» TEXTO A LER:
- - - -

Acórdãos TCAS

Acórdão do Tribunal Central Administrativo Sul
Processo:1011/23.3BELSB
Secção:CA
Data do Acordão:05/09/2024
Relator:LINA COSTA
Descritores:CAUTELAR
REJEIÇÃO LIMINAR
Sumário:I - São dois os fundamentos da rejeição liminar do requerimento inicial apresentado pelo agora Recorrente: o principal, que se prende com a falta de instrumentalidade e provisoriedade das providências requeridas, e o aduzido à cautela, caso assim não se entenda, de não verificação dos pressupostos de que depende a sua não concessão;
II - O Recorrente apenas ataca o segundo fundamento;
III - Ao contrário do que defende, nem no requerimento nem no recurso o Recorrente alegou ou fez prova de que se encontram preenchidos os pressupostos legalmente exigidos para o decretamento das providências requeridas.
Votação:UNANIMIDADE
Indicações Eventuais:Subsecção COMUM
Aditamento:
1
Decisão Texto Integral:Acordam em sessão da Subsecção Comum da Secção de Contencioso Administrativo do Tribunal Central Administrativo Sul:

P…, devidamente identificado como requerente nos autos de outros processos cautelares instaurados contra o Instituto de Mobilidade e dos Transporte, IP, inconformado veio interpor recurso jurisdicional da sentença, proferida em 3.4.2023, pelo Tribunal Administrativo de Círculo de Lisboa, que rejeitou regularmente o requerimento inicial.
Nas respectivas alegações, o Recorrente formula as conclusões que seguidamente se reproduzem ipsis verbis:
«A) O tribunal a quo rejeitou liminarmente a providência cautelar interposta pelo Apelante, porquanto considerou não verificados os requisitos obrigatórios para decretamento da providência: periculum in mora e fumus boni iuris.
B) O Apelante não concorda com a posição do tribunal a quo.

- - - -

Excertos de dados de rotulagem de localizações

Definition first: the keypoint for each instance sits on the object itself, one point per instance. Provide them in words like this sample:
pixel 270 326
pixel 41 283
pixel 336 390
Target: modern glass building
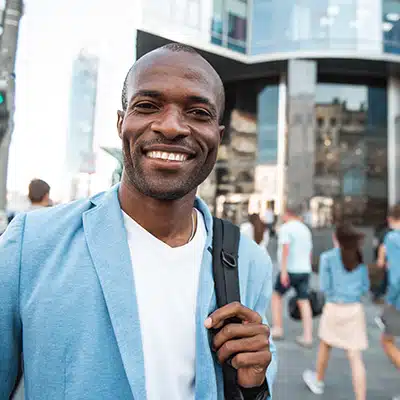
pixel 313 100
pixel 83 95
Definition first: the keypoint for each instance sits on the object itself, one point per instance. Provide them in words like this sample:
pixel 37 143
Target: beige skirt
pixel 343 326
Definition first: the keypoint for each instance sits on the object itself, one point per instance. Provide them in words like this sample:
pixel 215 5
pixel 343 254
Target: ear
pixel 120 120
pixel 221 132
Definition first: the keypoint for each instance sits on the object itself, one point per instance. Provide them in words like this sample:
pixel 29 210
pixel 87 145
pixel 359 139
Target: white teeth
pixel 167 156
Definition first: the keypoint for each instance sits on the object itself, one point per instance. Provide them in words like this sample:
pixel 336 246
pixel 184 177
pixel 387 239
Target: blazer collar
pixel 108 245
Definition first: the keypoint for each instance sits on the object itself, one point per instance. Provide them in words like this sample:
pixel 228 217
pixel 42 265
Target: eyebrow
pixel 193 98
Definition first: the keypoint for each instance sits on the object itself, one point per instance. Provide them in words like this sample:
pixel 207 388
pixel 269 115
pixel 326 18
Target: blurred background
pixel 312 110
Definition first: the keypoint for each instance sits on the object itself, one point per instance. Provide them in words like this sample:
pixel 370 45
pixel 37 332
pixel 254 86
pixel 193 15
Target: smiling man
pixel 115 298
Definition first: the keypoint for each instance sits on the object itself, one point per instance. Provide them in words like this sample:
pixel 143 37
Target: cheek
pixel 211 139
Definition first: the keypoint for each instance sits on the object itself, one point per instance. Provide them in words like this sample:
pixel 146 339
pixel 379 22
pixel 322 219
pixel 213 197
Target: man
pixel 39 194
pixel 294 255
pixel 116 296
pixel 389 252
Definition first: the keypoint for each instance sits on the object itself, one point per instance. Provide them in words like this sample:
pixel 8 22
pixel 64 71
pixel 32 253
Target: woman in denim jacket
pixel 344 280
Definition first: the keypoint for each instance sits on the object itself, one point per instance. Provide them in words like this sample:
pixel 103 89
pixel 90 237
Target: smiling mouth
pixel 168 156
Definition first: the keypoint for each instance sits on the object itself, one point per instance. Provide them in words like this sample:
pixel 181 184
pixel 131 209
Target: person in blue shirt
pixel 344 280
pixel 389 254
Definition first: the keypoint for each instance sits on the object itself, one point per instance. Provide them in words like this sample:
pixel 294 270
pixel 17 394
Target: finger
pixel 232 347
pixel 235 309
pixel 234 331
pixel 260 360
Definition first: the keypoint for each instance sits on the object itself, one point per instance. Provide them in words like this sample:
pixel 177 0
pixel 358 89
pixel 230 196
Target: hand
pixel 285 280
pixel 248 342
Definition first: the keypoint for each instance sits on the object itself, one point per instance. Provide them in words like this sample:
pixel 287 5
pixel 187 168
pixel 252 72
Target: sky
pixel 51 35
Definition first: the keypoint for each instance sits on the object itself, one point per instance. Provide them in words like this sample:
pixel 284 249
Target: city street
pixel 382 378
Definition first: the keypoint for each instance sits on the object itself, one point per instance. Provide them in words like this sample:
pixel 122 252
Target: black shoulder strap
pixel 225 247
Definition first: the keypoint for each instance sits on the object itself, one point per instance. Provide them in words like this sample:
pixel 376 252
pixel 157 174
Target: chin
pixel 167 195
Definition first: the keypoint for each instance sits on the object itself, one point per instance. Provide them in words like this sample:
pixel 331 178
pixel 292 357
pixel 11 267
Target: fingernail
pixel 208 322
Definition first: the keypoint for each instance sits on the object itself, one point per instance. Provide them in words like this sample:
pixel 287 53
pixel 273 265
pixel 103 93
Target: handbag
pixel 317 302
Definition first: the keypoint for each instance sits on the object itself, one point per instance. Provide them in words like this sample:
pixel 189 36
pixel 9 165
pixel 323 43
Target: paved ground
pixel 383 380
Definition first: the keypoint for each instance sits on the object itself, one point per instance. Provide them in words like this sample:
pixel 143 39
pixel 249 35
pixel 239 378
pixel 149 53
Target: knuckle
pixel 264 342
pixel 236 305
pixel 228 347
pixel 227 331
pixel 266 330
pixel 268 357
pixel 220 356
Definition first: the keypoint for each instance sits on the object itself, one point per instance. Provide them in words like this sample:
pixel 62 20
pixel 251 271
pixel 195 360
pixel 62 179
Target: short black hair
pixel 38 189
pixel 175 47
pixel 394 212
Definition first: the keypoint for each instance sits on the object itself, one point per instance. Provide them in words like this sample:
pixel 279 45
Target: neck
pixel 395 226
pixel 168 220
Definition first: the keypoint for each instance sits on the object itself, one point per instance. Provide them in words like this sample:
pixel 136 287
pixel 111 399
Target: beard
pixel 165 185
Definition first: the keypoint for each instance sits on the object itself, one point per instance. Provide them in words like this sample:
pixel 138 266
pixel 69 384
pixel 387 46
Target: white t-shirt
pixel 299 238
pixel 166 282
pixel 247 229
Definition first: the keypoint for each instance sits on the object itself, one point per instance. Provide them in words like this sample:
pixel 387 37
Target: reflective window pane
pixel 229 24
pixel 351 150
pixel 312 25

- - - -

» CONJUNTO DE TAREFAS:
**A.** Reproduza textualmente o trecho do acórdão que abre com as palavras que contêm "P…, devidamente identificado" e fecha com "fumus boni iuris.".
**B.** Retome o acórdão a partir do ponto em que termina.

» RESPOSTAS:
**A.**
P…, devidamente identificado como requerente nos autos de outros processos cautelares instaurados contra o Instituto de Mobilidade e dos Transporte, IP, inconformado veio interpor recurso jurisdicional da sentença, proferida em 3.4.2023, pelo Tribunal Administrativo de Círculo de Lisboa, que rejeitou regularmente o requerimento inicial.
Nas respectivas alegações, o Recorrente formula as conclusões que seguidamente se reproduzem ipsis verbis:
«A) O tribunal a quo rejeitou liminarmente a providência cautelar interposta pelo Apelante, porquanto considerou não verificados os requisitos obrigatórios para decretamento da providência: periculum in mora e fumus boni iuris.

**B.**
C) A actividade desempenhada Apelada é da competência exclusiva da Administração Pública e o serviço de atendimento ao público é desastroso.
D) As dificuldade no acesso a este serviço são de tal monta que há cidadãos a formar filas pelas 05:00H da manhã para assegurar a obtenção de uma senha para atendimento.
E) Alternativamente, dispõe apenas de marcação por meios electrónicos, situação que se afigura manifestamente discriminatória para uma considerável franja da população.
F) O Apelante considera demonstrado o fumus boni iuris na medida em que há probabilidade séria de violação do direito invocado na medida em que a aplicação do preceito restringe severamente o exercício pleno do direito de acesso dos cidadãos ao atendimento em serviços da Administração Pública e a conduta da Apelada é discriminatória e violadora do princípio da igualdade consagrado no art.º 13.º, n.º 2 do C.R.P..
G) Há uma clara violação dos deveres que impendem sobre os serviços da Administração Pública.
H) Por força da inércia da Apelada, o título que habilita o Apelante a conduzir está caducado e este não logrou obter agendamento para renovação do título.
I) A ausência do título implica que o Apelante não pode conduzir veículos, actividade que exercia diariamente e que é essencial para a sua vida profissional e de lazer, o que traduz num prejuízo pecuniário diário.
J) A compensação pelo prejuízo pecuniário seria peticionada posteriormente em sede de acção de responsabilidade extracontratual do Estado.».
Requerendo:
«Consequentemente, o Apelante considera que foi feita prova do periculum in mora e do requisito cumulativo de fumus boni iuris e substituída a decisão do tribunal a quo por uma decisão de recebimento do requerimento e decretamento das providência requeridas.».

Notificado nos termos do recurso e da causa, o Recorrido não contra-alegou.

O Ministério Público, junto deste Tribunal, notificado nos termos e para efeitos do disposto nos artigos 146º e 147°, do CPTA, emitiu parecer no sentido da improcedência do recurso.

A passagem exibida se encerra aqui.